INSTRUCTIONS TO FOLLOW.
Copy the entries character for character.

** Opening INPUT MATERIAL block **

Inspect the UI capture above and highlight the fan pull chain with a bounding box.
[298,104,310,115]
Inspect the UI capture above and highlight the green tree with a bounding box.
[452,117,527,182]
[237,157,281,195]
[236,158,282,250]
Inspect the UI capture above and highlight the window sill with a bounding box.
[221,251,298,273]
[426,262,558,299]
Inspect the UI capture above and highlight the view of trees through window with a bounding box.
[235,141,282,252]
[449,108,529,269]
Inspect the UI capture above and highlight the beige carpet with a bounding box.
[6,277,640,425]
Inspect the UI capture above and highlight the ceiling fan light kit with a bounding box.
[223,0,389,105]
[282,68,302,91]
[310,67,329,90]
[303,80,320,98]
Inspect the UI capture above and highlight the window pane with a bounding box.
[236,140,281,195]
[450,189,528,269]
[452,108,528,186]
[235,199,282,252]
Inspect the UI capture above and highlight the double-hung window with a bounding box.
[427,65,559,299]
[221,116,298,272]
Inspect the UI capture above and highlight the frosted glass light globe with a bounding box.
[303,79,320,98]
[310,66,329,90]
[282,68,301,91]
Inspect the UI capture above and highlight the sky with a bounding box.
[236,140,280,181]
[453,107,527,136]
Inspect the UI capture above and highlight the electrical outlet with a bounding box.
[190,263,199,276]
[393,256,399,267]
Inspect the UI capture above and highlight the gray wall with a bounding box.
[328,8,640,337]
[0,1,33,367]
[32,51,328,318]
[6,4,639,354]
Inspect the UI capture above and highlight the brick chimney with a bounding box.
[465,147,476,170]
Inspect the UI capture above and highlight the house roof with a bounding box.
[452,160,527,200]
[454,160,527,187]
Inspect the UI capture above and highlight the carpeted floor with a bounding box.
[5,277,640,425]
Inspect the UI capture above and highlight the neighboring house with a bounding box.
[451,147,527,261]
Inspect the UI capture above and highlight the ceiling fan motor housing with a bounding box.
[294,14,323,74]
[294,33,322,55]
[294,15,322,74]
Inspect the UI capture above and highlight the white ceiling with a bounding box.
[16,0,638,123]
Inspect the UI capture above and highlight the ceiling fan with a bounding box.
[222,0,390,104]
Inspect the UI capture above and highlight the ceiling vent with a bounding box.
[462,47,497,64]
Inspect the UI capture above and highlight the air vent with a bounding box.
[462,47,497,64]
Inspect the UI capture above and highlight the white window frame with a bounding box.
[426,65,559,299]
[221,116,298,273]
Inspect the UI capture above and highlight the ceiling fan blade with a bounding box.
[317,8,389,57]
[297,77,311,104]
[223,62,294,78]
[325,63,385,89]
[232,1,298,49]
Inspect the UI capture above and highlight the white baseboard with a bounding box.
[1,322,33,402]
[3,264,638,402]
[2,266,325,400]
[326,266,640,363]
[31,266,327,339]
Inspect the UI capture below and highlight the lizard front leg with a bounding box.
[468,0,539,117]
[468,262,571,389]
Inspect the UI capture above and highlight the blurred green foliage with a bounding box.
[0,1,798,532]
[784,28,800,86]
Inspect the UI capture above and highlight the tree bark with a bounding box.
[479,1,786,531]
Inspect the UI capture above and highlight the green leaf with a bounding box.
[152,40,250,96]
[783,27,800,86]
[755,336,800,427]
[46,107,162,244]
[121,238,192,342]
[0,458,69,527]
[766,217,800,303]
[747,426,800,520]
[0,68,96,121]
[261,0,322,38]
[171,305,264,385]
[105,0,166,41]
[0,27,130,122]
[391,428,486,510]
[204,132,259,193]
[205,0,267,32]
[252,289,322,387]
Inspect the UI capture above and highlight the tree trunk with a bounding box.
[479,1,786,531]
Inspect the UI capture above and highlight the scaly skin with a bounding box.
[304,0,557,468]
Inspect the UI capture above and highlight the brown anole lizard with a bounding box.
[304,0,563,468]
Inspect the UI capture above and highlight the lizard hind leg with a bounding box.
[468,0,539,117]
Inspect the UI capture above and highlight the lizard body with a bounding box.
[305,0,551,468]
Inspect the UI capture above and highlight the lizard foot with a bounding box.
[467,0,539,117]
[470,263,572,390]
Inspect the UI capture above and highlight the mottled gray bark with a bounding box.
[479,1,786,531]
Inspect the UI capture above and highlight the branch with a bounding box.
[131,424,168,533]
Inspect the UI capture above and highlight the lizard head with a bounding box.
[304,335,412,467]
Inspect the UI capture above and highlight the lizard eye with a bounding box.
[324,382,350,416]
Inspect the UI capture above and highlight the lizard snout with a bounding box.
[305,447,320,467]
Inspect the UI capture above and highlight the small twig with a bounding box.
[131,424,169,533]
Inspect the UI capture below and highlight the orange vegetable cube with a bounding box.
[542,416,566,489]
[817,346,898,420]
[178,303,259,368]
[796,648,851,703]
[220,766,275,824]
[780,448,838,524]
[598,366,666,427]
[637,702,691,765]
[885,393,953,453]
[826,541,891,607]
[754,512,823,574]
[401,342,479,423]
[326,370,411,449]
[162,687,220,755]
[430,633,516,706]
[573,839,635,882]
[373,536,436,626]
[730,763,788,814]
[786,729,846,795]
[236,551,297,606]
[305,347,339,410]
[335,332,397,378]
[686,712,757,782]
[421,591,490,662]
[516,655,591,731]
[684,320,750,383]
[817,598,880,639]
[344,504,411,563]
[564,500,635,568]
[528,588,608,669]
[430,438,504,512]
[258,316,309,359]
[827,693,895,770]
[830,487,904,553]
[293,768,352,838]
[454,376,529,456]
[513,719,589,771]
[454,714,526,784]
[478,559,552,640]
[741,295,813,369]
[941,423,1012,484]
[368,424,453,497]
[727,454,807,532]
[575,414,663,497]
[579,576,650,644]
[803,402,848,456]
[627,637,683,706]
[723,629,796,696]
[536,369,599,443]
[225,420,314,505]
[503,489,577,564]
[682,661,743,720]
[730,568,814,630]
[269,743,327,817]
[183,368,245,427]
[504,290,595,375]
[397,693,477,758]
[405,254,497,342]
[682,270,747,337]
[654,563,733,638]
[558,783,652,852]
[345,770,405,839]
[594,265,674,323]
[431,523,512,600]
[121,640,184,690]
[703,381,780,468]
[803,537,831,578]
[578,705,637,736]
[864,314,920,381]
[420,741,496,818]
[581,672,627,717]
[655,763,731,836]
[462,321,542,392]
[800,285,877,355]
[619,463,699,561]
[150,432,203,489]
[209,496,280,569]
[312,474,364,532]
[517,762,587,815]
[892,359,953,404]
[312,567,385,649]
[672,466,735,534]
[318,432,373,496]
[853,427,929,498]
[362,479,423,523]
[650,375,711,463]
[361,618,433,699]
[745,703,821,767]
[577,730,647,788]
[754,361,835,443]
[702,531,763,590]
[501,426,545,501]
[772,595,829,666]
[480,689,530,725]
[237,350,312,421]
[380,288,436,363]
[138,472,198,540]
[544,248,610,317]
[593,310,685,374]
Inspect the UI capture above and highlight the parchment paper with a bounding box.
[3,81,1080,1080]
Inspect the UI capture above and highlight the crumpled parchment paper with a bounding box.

** Closing INPUT MATERIAL block **

YOUR SOLUTION.
Inspect the UI capture above and highlight the fan pull chain with a bounding box.
[298,104,310,115]
Inspect the UI capture above and highlight the green tree with a bounding box.
[452,117,527,182]
[237,157,281,195]
[236,158,282,250]
Inspect the UI capture above and highlight the window sill with a bounding box.
[221,251,298,273]
[426,262,558,299]
Inspect the UI capture above and highlight the view of trees through window with a bounding box.
[235,141,282,252]
[449,108,529,269]
Inspect the UI capture above and highlight the beige carpet with a bounding box.
[6,277,640,425]
Inspect the UI capture above and highlight the ceiling fan light kit with a bounding box.
[223,0,389,105]
[282,68,302,91]
[310,67,329,90]
[303,80,320,98]
Inspect the UI capture above and highlight the window pane with a bounding box.
[236,140,281,195]
[450,189,528,269]
[452,108,528,186]
[235,199,282,252]
Inspect the UI capture above and highlight the double-hung window with a bounding box.
[427,65,559,299]
[221,116,298,272]
Inspect the UI capture above and highlight the frosted glass light globe with a bounding box.
[303,79,320,98]
[310,66,329,90]
[282,68,301,91]
Inspect the UI capture above and highlight the sky with a bounding box.
[236,140,280,181]
[453,107,527,136]
Inspect the UI capture above and highlight the electrical outlet with a bounding box.
[190,263,199,276]
[393,256,399,267]
Inspect the UI capture above and highlight the gray wall with a bounding box.
[328,8,640,337]
[0,1,33,367]
[32,51,328,318]
[6,4,639,354]
Inspect the UI capture above and highlight the brick chimney with a bounding box.
[465,147,476,170]
Inspect the UI capture above and highlight the house roof with a bounding box.
[452,160,527,200]
[454,160,527,187]
Inspect the UI capture above and highlight the carpeted floor with a bounding box.
[5,277,640,425]
Inspect the UI capture above and highlight the neighboring house with a bounding box.
[451,147,527,261]
Inspect the UI capture above and highlight the ceiling fan motor housing with a bounding box.
[294,14,323,74]
[294,33,322,55]
[294,15,322,74]
Inspect the UI capture above and highlight the white ceiling with a bounding box.
[16,0,638,123]
Inspect the UI capture above and highlight the ceiling fan with a bounding box.
[222,0,390,104]
Inspect the UI capture above and highlight the ceiling vent with a bounding box.
[462,47,497,64]
Inspect the UI capture above and highlight the air vent with a bounding box.
[462,47,497,64]
Inspect the UI capture above and highlight the white window frame with a bounding box.
[426,65,559,299]
[221,116,298,273]
Inspect the UI capture above and highlight the ceiling fan blade with a bounding box.
[317,8,389,57]
[297,77,311,104]
[223,62,294,78]
[325,63,385,89]
[232,1,298,49]
Inspect the UI capture above and highlight the white baseboard with a bounding box.
[1,322,33,402]
[3,264,638,402]
[2,266,325,400]
[326,266,640,363]
[31,266,327,339]
Inspect the UI capture below and highlight the lizard front leg with a bounding box.
[468,0,539,117]
[468,262,571,389]
Inspect the UI capture above and highlight the blurred green foliage with a bounding box.
[0,1,798,532]
[784,28,800,86]
Inspect the UI capture above and highlight the tree bark with a bounding box.
[479,1,786,531]
Inspect the UI capture above and highlight the green leaf with a bounding box.
[152,40,250,96]
[783,27,800,86]
[755,336,800,427]
[46,107,162,244]
[121,238,192,342]
[0,458,69,527]
[766,217,800,303]
[747,426,800,520]
[0,68,96,121]
[261,0,322,38]
[171,305,264,385]
[105,0,166,41]
[0,27,130,122]
[391,428,486,510]
[204,132,259,193]
[205,0,267,32]
[252,289,322,387]
Inspect the UI capture above and highlight the tree trunk with a bounding box.
[479,1,786,531]
Inspect the UI capture above and highlight the scaly skin with a bounding box.
[304,0,557,468]
Inspect the UI capture above and highlight the brown anole lizard with a bounding box.
[304,0,563,468]
Inspect the UI capture above and highlight the lizard hind leg with a bounding box.
[468,0,539,117]
Inspect the UI capture above and highlight the lizard body with a bounding box.
[305,0,551,468]
Inspect the UI capture above and highlight the lizard foot with a bounding box.
[467,0,539,117]
[470,263,572,390]
Inspect the UI capture above and highlight the mottled gray bark with a bounding box.
[479,1,786,531]
Inspect the UI capture above and highlight the branch with a bounding box.
[131,424,168,533]
Inspect the UI capture above and highlight the lizard head with a bounding box.
[304,335,412,467]
Inspect the UI capture above and highlight the lizard eye with a bounding box.
[324,382,350,416]
Inspect the UI capture above and highlight the lizard snout with a bounding box.
[305,447,320,467]
Inspect the UI capture above and highlight the small twig with a bounding box.
[131,424,169,533]
Inspect the UI capture below and highlight the orange vegetable cube with a bounding box.
[542,416,566,489]
[817,346,898,420]
[178,303,259,368]
[796,648,851,703]
[220,766,275,824]
[780,448,838,524]
[598,366,666,427]
[637,702,691,765]
[885,393,953,453]
[826,541,891,607]
[754,512,823,574]
[401,342,479,423]
[326,370,411,449]
[162,687,220,755]
[430,633,516,706]
[573,839,635,882]
[373,536,436,626]
[730,763,788,814]
[786,729,846,795]
[236,551,297,606]
[305,347,339,410]
[335,332,397,378]
[686,712,757,782]
[421,591,490,662]
[516,655,591,731]
[684,320,750,383]
[817,598,880,639]
[344,504,411,563]
[564,500,635,568]
[528,588,608,669]
[430,438,504,512]
[258,316,309,359]
[827,693,895,770]
[830,487,904,553]
[293,768,352,838]
[454,376,529,456]
[513,719,589,771]
[454,714,526,784]
[478,559,552,640]
[741,295,813,369]
[941,423,1012,484]
[368,424,453,497]
[727,454,807,532]
[575,414,663,497]
[579,576,650,644]
[803,402,848,456]
[627,637,683,706]
[723,629,796,696]
[536,369,599,443]
[225,420,314,505]
[503,489,577,564]
[682,661,743,720]
[730,568,814,630]
[269,743,327,817]
[183,368,245,427]
[504,290,595,375]
[397,693,477,758]
[405,254,497,342]
[682,270,747,337]
[654,563,733,638]
[558,783,652,852]
[345,770,405,839]
[594,265,674,323]
[431,523,512,600]
[121,640,184,690]
[703,381,780,468]
[803,537,831,578]
[578,705,637,736]
[864,314,920,381]
[420,741,496,818]
[581,672,627,717]
[655,763,731,836]
[462,321,542,392]
[800,285,877,355]
[619,463,699,561]
[150,432,203,489]
[209,496,280,569]
[312,474,364,532]
[517,762,587,815]
[892,359,953,404]
[312,567,385,649]
[672,466,735,534]
[318,432,373,496]
[853,427,929,498]
[362,479,423,523]
[650,375,711,463]
[361,618,433,699]
[745,703,821,767]
[577,730,647,788]
[754,361,835,443]
[702,531,763,590]
[501,426,545,501]
[772,595,829,666]
[480,689,530,725]
[237,350,312,421]
[380,288,436,363]
[138,472,198,540]
[544,248,610,317]
[593,310,685,374]
Inspect the UI capture above and highlight the parchment paper with a bounding box.
[3,81,1080,1080]
Inspect the UI capture above and highlight the crumpled parchment paper with a bounding box.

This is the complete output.